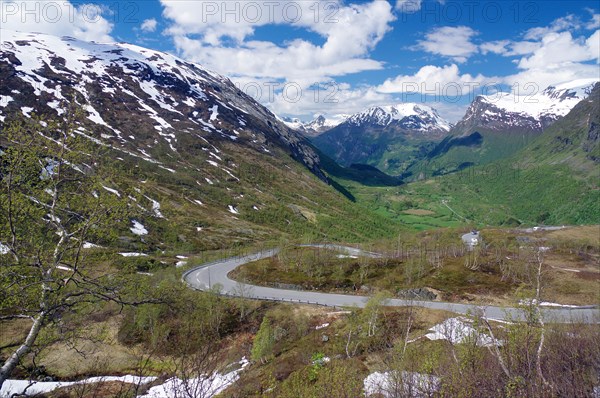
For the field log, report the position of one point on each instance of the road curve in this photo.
(213, 274)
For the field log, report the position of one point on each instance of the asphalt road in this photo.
(212, 275)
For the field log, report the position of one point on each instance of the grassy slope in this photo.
(553, 180)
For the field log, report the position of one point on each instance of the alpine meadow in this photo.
(300, 199)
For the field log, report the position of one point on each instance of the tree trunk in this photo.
(12, 362)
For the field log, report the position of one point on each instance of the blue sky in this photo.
(357, 53)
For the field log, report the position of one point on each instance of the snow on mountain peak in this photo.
(552, 103)
(414, 116)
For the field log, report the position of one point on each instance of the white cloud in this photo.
(559, 48)
(594, 23)
(408, 6)
(569, 22)
(332, 99)
(59, 18)
(495, 47)
(149, 25)
(559, 57)
(347, 42)
(452, 42)
(434, 80)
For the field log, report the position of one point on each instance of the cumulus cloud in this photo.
(568, 22)
(434, 80)
(59, 18)
(594, 22)
(149, 25)
(408, 6)
(454, 42)
(331, 99)
(349, 31)
(559, 48)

^^^^^^^^

What this task involves: Please extract exactly, and only, the lines from the line containing "road in this photo." through the last line of the records.

Task response:
For the field log, report the position of one point on each instance of the asphalt road in this photo.
(212, 275)
For the field log, report the position of one point on each instance of the grassy slope in this photo.
(553, 180)
For the field log, report the position of one point on each instance of the alpine meadow in this photo.
(300, 199)
For the field log, report the position of one point on each instance of the tree trunk in this photo.
(12, 362)
For the field log, report the position of one point on each instance of the blue sky in this photo.
(357, 53)
For the field log, report the position of one point on each instance of the snow on mountain peak in this photo.
(552, 103)
(414, 116)
For the field log, report the position of one point on each instance of the white cloud in this photo.
(559, 48)
(594, 23)
(408, 6)
(569, 22)
(332, 99)
(59, 18)
(495, 47)
(149, 25)
(559, 57)
(347, 42)
(452, 42)
(434, 80)
For the field log, report the position of one point on each instance of the cumulus cloud in this photo.
(568, 22)
(434, 80)
(59, 18)
(594, 22)
(149, 25)
(408, 6)
(454, 42)
(331, 99)
(349, 31)
(559, 48)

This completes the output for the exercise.